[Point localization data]
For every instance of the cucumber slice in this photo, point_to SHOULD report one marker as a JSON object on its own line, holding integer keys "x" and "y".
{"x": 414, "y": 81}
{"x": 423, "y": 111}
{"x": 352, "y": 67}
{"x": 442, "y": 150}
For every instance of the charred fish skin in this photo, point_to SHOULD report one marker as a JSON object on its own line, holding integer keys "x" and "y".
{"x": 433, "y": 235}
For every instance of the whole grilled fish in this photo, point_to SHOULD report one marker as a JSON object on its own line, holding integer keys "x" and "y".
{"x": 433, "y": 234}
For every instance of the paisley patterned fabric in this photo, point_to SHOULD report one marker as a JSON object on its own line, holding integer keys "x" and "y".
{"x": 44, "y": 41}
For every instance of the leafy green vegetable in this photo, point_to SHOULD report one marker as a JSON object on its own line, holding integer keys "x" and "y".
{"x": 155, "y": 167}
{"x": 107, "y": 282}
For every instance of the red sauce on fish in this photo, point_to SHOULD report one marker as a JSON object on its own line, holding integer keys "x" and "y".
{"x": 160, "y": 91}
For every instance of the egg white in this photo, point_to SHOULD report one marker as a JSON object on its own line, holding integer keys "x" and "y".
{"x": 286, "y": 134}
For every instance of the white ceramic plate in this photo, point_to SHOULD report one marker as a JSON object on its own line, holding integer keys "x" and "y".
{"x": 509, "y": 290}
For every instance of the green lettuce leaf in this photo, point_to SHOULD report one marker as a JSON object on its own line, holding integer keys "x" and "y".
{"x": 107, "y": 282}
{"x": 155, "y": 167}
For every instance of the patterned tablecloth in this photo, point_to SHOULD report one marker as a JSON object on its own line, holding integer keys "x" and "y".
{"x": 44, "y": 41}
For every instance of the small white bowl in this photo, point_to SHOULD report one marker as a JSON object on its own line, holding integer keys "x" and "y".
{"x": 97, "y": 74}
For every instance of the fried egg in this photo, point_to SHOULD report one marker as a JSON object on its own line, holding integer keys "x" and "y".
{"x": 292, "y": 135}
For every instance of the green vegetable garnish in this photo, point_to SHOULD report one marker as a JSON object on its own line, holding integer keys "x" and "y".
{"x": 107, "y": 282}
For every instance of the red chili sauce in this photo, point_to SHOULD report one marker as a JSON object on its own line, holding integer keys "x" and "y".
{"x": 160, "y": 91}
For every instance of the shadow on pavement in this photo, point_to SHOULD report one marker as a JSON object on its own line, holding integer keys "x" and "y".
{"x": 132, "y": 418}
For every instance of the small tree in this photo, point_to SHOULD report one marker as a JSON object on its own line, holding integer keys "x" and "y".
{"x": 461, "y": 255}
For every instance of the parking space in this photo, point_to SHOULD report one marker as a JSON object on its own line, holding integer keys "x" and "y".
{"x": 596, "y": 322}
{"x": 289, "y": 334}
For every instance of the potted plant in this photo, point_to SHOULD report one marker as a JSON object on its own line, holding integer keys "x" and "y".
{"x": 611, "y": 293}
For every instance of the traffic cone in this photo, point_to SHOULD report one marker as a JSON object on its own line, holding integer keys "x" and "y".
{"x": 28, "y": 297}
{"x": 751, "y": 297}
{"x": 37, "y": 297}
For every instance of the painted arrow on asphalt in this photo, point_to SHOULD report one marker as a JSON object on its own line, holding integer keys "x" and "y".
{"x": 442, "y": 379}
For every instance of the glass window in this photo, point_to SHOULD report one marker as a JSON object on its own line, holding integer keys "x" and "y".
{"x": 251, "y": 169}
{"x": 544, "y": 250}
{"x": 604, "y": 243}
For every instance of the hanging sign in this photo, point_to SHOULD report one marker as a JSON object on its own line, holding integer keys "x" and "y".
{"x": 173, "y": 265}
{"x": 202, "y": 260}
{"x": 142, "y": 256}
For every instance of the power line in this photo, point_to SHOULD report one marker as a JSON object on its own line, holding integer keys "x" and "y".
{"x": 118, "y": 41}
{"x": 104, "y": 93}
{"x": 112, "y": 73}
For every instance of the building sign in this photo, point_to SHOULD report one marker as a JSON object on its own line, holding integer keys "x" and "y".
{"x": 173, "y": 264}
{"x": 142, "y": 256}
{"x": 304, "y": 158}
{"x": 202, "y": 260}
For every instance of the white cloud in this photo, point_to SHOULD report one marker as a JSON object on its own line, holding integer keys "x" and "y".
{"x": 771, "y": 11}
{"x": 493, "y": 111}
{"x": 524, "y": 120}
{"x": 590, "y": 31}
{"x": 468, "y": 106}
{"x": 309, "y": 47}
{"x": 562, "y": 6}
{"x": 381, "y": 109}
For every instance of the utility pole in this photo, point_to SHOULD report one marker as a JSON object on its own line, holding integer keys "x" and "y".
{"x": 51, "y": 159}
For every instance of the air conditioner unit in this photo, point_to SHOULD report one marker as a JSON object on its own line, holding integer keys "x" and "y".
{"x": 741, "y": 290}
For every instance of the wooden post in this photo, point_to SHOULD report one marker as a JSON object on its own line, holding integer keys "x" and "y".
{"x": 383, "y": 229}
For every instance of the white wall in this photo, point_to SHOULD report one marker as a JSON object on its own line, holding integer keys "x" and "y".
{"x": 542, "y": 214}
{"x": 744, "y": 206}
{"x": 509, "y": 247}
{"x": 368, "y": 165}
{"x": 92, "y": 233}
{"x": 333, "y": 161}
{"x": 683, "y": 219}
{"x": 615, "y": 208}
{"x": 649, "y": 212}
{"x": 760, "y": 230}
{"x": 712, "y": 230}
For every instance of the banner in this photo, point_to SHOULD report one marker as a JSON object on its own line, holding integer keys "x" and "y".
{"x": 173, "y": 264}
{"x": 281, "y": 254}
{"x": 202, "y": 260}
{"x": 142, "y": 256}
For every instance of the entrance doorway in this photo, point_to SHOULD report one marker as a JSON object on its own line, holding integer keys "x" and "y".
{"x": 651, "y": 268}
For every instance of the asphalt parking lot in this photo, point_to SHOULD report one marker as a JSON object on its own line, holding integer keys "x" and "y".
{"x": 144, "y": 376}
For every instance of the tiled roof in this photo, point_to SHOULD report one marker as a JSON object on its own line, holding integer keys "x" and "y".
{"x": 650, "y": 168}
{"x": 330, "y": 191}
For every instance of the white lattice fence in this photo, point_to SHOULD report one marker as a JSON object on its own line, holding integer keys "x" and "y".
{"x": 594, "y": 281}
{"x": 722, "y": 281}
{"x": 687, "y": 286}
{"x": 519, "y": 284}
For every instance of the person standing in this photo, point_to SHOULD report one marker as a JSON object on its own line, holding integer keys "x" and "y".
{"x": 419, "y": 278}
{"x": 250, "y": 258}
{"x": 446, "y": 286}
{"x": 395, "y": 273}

**What the exercise asks:** Reply by returning the full set of records above exactly.

**Written solution:**
For every instance of the cucumber slice in this photo, point_to SHOULD report one marker as a JSON object on its own line, holding integer keys "x" and "y".
{"x": 414, "y": 81}
{"x": 423, "y": 111}
{"x": 352, "y": 67}
{"x": 442, "y": 150}
For every instance of the charred fish skin in this photo, point_to SHOULD report one marker as a JSON object on its own line, holding integer keys "x" and "y".
{"x": 433, "y": 235}
For every instance of the whole grilled fish in this photo, point_to SHOULD report one marker as a JSON object on its own line, holding integer keys "x" and "y".
{"x": 433, "y": 234}
For every instance of the paisley patterned fabric in this photo, point_to SHOULD report one marker as a JSON object on its own line, holding integer keys "x" and "y".
{"x": 44, "y": 41}
For every instance of the leafy green vegetable in this photo, point_to SHOULD report one marker as a JSON object on its own line, holding integer keys "x" and "y".
{"x": 155, "y": 167}
{"x": 107, "y": 282}
For every instance of the red sauce on fish in this photo, point_to SHOULD report one marker as a JSON object on its own line, holding integer keys "x" and "y".
{"x": 160, "y": 91}
For every instance of the egg white in this photo, point_to SHOULD report one marker as a JSON object on its own line, holding integer keys "x" and "y".
{"x": 286, "y": 134}
For every instance of the white ceramic plate in this photo, point_to SHOULD report one marker as a JSON object on its own line, holding integer keys "x" and "y".
{"x": 509, "y": 290}
For every instance of the green lettuce leaf in this photo, point_to SHOULD report one marker as a JSON object on its own line, holding integer keys "x" and "y".
{"x": 107, "y": 282}
{"x": 155, "y": 167}
For every instance of the patterned tablecloth in this photo, point_to SHOULD report one marker as a JSON object on its own line, holding integer keys "x" and "y".
{"x": 44, "y": 41}
For every instance of the small white bowl in this photo, point_to SHOULD report one marker as a JSON object on its own line, holding integer keys "x" and "y".
{"x": 97, "y": 74}
For every instance of the fried egg in this photo, point_to SHOULD report one marker as a JSON object on its own line, holding integer keys "x" and "y".
{"x": 292, "y": 135}
For every instance of the green vegetable garnish in this photo, point_to SHOULD report one marker as a JSON object on its own line, holding integer keys "x" and "y".
{"x": 107, "y": 282}
For every instance of the red chili sauce in this photo, point_to SHOULD report one marker as a JSON object on its own line, holding integer keys "x" and "y".
{"x": 160, "y": 91}
For every instance of the shadow on pavement in this photo, point_to SHOULD report one marker as a JSON object on its own line, holding integer keys "x" and "y".
{"x": 132, "y": 418}
For every instance of the small tree in this photo, point_to SHOULD report one marker as a JSON object on its own line, holding integer keys "x" and "y".
{"x": 461, "y": 255}
For every instance of the parking space in this photo, point_to SHOULD report one marker as a JSON object on its own line, holding integer keys "x" and "y".
{"x": 596, "y": 322}
{"x": 289, "y": 334}
For every instance of the potted plant in this photo, point_to SHOULD report one marker as a JSON object on its own line, holding integer keys "x" and "y".
{"x": 611, "y": 293}
For every instance of the traffic cone in this photo, point_to SHOULD report one marker as a JSON object on its own line, holding integer keys "x" and "y".
{"x": 28, "y": 297}
{"x": 751, "y": 297}
{"x": 37, "y": 297}
For every instance of the painted arrow on asphalt in this photo, point_to SHOULD report one marker as a JSON object on its own line, holding integer keys "x" and "y".
{"x": 442, "y": 379}
For every instance of the glass window in this photo, point_to SHOULD report one marker as a JSON object on its own line, holding integer keys "x" and "y".
{"x": 251, "y": 169}
{"x": 544, "y": 250}
{"x": 604, "y": 243}
For every instance of the hanging sign in this photo, point_to SHOULD report one marker as a JSON object on its own line, holding integer keys "x" and "y".
{"x": 173, "y": 265}
{"x": 202, "y": 260}
{"x": 142, "y": 256}
For every instance of the power line in this photo, point_to SHOULD report one marker as a JSON object on its own line, holding integer keys "x" and "y".
{"x": 118, "y": 41}
{"x": 104, "y": 93}
{"x": 112, "y": 73}
For every instance of the building sign in this photo, point_to SHOULD report one marker as a JSON object on its own line, holding integer keys "x" and "y".
{"x": 173, "y": 264}
{"x": 142, "y": 256}
{"x": 304, "y": 158}
{"x": 202, "y": 260}
For every instance of the white cloud in this photo, point_to SHOULD report one marker as a JSON object on its own line, holding integer keys "x" and "y".
{"x": 771, "y": 11}
{"x": 493, "y": 111}
{"x": 524, "y": 120}
{"x": 590, "y": 31}
{"x": 468, "y": 106}
{"x": 309, "y": 47}
{"x": 562, "y": 6}
{"x": 381, "y": 109}
For every instance of the utility pole in this photo, point_to SHOULD report one marker as a JSON object on its own line, holding integer keys "x" and "y".
{"x": 51, "y": 159}
For every instance of the air conditioner unit in this photo, point_to SHOULD report one marker as a JSON object on its own line, holding integer keys "x" and "y".
{"x": 741, "y": 290}
For every instance of the wooden post in this photo, point_to SHOULD report one marker as a JSON object on its own line, holding integer keys "x" and "y".
{"x": 383, "y": 229}
For every instance of the white wall in this photo, point_to SHOULD report one marker as a JSON object on its own line, holding integer keys "x" and "y".
{"x": 542, "y": 214}
{"x": 744, "y": 206}
{"x": 509, "y": 247}
{"x": 368, "y": 165}
{"x": 92, "y": 233}
{"x": 333, "y": 161}
{"x": 683, "y": 219}
{"x": 615, "y": 208}
{"x": 649, "y": 212}
{"x": 760, "y": 230}
{"x": 712, "y": 230}
For every instance of the banner in this photo, point_to SHOULD report one marker as a JSON object on its own line, holding integer keys "x" and "y".
{"x": 173, "y": 264}
{"x": 281, "y": 254}
{"x": 202, "y": 260}
{"x": 142, "y": 256}
For every instance of the entrance doorway in this photo, point_to SHOULD report one marker as a JSON object on its own line, holding integer keys "x" and "y".
{"x": 651, "y": 268}
For every instance of the asphalt parking lot in this photo, point_to SHOULD report one marker as a JSON object on its own line, holding integer keys "x" and "y".
{"x": 144, "y": 376}
For every instance of the tiled roof in this photo, point_to SHOULD report one marker as a JSON object on its own line, holding integer keys "x" and "y".
{"x": 650, "y": 168}
{"x": 330, "y": 191}
For every instance of the white lattice fence in this photo, point_to SHOULD report one marker as a JSON object on its own line, holding integer keys "x" and "y".
{"x": 594, "y": 281}
{"x": 722, "y": 281}
{"x": 687, "y": 286}
{"x": 519, "y": 284}
For every instance of the person standing in this photo, point_to SHOULD report one marker as a JSON object on its own line, holding integer keys "x" and "y".
{"x": 419, "y": 278}
{"x": 250, "y": 258}
{"x": 446, "y": 286}
{"x": 395, "y": 273}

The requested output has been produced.